====== Material for this task ======

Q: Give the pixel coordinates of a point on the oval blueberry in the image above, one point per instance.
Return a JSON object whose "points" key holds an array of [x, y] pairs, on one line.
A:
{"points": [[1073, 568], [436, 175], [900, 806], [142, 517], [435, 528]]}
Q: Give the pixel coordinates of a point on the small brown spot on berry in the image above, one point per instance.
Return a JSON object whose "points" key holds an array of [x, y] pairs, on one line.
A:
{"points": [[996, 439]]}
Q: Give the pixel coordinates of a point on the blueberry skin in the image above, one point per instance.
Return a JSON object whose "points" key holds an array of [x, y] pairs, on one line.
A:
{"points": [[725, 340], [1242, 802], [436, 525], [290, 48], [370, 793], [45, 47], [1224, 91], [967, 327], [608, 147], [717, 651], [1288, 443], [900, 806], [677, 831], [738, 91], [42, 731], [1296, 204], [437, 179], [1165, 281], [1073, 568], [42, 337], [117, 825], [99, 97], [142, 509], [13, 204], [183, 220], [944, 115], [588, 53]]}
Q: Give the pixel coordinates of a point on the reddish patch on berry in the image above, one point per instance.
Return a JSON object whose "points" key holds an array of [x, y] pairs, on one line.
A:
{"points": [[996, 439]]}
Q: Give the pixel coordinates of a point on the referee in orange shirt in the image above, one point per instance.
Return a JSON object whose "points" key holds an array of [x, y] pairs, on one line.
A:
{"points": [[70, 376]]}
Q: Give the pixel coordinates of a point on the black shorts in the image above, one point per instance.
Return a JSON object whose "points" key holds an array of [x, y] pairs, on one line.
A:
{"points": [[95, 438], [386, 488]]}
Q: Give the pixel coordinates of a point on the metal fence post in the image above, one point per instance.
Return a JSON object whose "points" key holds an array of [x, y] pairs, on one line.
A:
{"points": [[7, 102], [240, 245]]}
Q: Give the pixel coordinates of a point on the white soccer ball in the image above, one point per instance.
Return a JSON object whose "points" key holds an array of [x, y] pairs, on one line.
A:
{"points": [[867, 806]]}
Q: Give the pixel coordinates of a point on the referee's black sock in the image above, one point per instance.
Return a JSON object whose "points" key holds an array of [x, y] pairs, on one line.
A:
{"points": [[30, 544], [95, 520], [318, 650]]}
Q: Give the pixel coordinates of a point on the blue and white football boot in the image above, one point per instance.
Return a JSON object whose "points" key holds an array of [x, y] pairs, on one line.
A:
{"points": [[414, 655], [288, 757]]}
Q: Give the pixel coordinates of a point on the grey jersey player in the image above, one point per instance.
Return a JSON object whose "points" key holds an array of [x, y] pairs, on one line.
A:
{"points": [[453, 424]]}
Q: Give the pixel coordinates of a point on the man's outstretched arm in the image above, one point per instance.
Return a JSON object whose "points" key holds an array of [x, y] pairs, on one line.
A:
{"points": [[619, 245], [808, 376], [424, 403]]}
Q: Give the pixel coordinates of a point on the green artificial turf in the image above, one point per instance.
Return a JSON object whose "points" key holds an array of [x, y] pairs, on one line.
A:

======

Problem statement> Would you transcribe the records above exactly, leaving nothing out?

Solution to this problem>
Q: Give the pixel coordinates of a point on the oval blueberry in the image above, one point per instance.
Return a JSON object whose "points" key holds an array of [x, y] pairs, on one line.
A:
{"points": [[1073, 568], [436, 175], [900, 806], [142, 517], [435, 528]]}
Q: Give the pixel coordinates of a point on the small brown spot on berry in the image above, one point per instance.
Return a JSON object whose "points" key holds an array of [x, y] pairs, on one line.
A:
{"points": [[996, 439]]}
Q: Give the pixel coordinates of a point on the blueberry skin in the image above, one point per instance.
Return a JSON object whose "points" key holds an array of [x, y] pairs, on one line.
A:
{"points": [[725, 340], [1242, 802], [436, 525], [290, 48], [370, 793], [45, 47], [1224, 91], [967, 327], [608, 147], [717, 651], [1288, 443], [900, 806], [677, 831], [738, 91], [42, 731], [1296, 204], [437, 179], [1165, 281], [1073, 568], [42, 337], [117, 825], [99, 97], [142, 509], [13, 204], [183, 220], [944, 115], [588, 53]]}
Q: Give the pixel coordinates of a point on the reddish patch on berry in the image above, one point per instance.
Return a JSON object whose "points" key holds an array of [x, y] pairs, on one line.
A:
{"points": [[996, 439]]}
Q: Give the pixel coordinates of a point on the referee in orange shirt in the image above, one point per instance.
Return a JSON object whose "points" key holds an array of [x, y] pairs, on one line.
A:
{"points": [[70, 376]]}
Q: Give the pixel coordinates of a point on the black shorts in the image above, one point per instance.
Return a JSON object whose "points" key holds an array of [x, y] pairs, on one line.
A:
{"points": [[95, 438], [386, 488]]}
Q: Give the pixel coordinates of a point on the metal fence post in the image above, one point per instance.
Return a JSON object whose "points" key holds an array of [x, y] pairs, on one line.
A:
{"points": [[7, 102], [240, 245]]}
Q: Give the pixel coordinates of a point on the white soccer ball in the image above, one point per instance.
Return a JSON object whose "points" key holds an array of [x, y] pairs, on one line.
A:
{"points": [[867, 806]]}
Q: Give the pixel coordinates of a point on the referee's black sock in the image above, one point per instance.
Return a JSON object whose "points" key holds an array of [x, y] pairs, on one line.
A:
{"points": [[30, 544], [95, 520], [318, 650]]}
Q: Give the pixel coordinates of a point on the blue and white football boot in the image above, one point per instance.
Return a JSON object whose "points" key holds an array of [x, y] pairs, on one line.
A:
{"points": [[414, 655], [288, 757]]}
Q: Give the pixel coordinates of a point on the grey jersey player in the image above, one point per instance.
Return a JSON object whose "points" key holds an array of [x, y] pairs, on one line.
A:
{"points": [[453, 424]]}
Q: Give the pixel coordinates of a point on the man's outstretched arm in the image above, one point per instance.
Return a JSON object whose "points" key holds an array of [x, y] pairs, on one line.
A:
{"points": [[619, 245], [808, 376], [424, 403]]}
Q: Give the pixel coordinates of a point on the green artificial turf in the image above, one point per instance.
Return a JSON object whose "points" key holds an array of [x, y] pairs, on one line.
A:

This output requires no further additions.